▸ WRITTEN TASKS:
1. Please output the part of the broadband report text that opens with the words containing "Rough Summary of" and closes with "at larger geographies.", copied verbatim.
2. Go on with the broadband report text from the point where it stops.

Broadly speaking the upbeat 51 page report finds that access to better broadband has a “material positive impact on national economies“, boosts international trade, causes more people to work from home, saves paper, reduces some Co2 emissions through teleworking but can be worse in other areas, helps rural communities that would otherwise have fewer opportunities and is even associated with “higher levels of wellbeing“.

As you’d expect the government aren’t likely to produce a report that completely trashes their investment of around £1bn, thus the outcome is broadly positive across multiple fields and largely avoids the often contentious issue of technology choice (FTTH vs FTTC etc.). Sadly the generalised output and use of many different data sources makes this a particularly difficult report to summarise.

Rough Summary of the Key Findings

Economic impacts
• There is a strong consensus in the literature that broadband has material positive impacts for national economies
• The routes to economic impact include construction effect and productivity growth.
• The net enterprise-creation and job-creation impacts can be positive at a local level and these vary by sector. But ‘creative destruction’ and displacement effects make the net employment impacts more uncertain at larger geographies.
• Some studies suggest increasing returns from broadband at higher levels of penetration and ICT maturity but there may also be a ‘saturation effect’, with diminishing returns beyond a certain point.

▸ RAW DATA:
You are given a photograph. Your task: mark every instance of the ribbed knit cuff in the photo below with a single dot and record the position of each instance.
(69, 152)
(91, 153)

▸ EXPECTED OUTPUTS:
1.
Rough Summary of the Key Findings

Economic impacts
• There is a strong consensus in the literature that broadband has material positive impacts for national economies
• The routes to economic impact include construction effect and productivity growth.
• The net enterprise-creation and job-creation impacts can be positive at a local level and these vary by sector. But ‘creative destruction’ and displacement effects make the net employment impacts more uncertain at larger geographies.

2.
• Broadband is an enabler for international trade and for innovation which takes time to convert into financial and economic impacts
• The extent of benefits realisation appears to be dependent on managerial culture and skills and on the regulatory environment.
• There is some firm-level evidence of productivity benefits associated with teleworking, enabled by broadband in the home.
• There are very few empirical studies as yet on faster broadband, but they mostly point to a positive incremental impact.
• The forward-looking studies are generally optimistic re the future impact of faster broadband and of cloud computing (enabled by faster broadband). However, there are some cautionary and dissenting voices on the scale of faster broadband’s impacts.
• The construction effects may be stemming a decline in direct telecoms jobs, rather than boosting employment growth

Environmental impacts
• ICT is a significant source of carbon emissions and broadband networks are significant consumers of electricity. However, ICTs in general, and broadband in particular, offer opportunities to reduce emissions through a variety of mechanisms.
• Faster broadband can lead to higher emissions, but the energy efficiency of network technology is constantly improving.
• There are likely to be incremental environmental impacts (positive and negative) around teleworking.
• There are also likely to be impacts associated with business travel and cloud computing.
• The incremental impacts of faster broadband around e-commerce are rather uncertain.

Social impacts
• The broadband internet has clearly had far-reaching social impacts in areas such as communication, entertainment, shopping, learning, health, access to employment and interactions with government.
• On balance, the use of the internet is associated with higher levels of wellbeing and some studies have developed estimates of the ‘consumer surplus’ associated with broadband.
• The incremental social impacts of superfast broadband are likely to include an increase in time spent consuming video entertainment and an increase in the use of video communications.
• For areas currently lacking 2Mbps connectivity, improvements will mitigate the extent of adverse impacts for all web applications from increasing [web]page sizes and will mitigate the impacts of being increasingly perceived as unattractive due to relatively poor broadband

UK Broadband Impact Study (PDF)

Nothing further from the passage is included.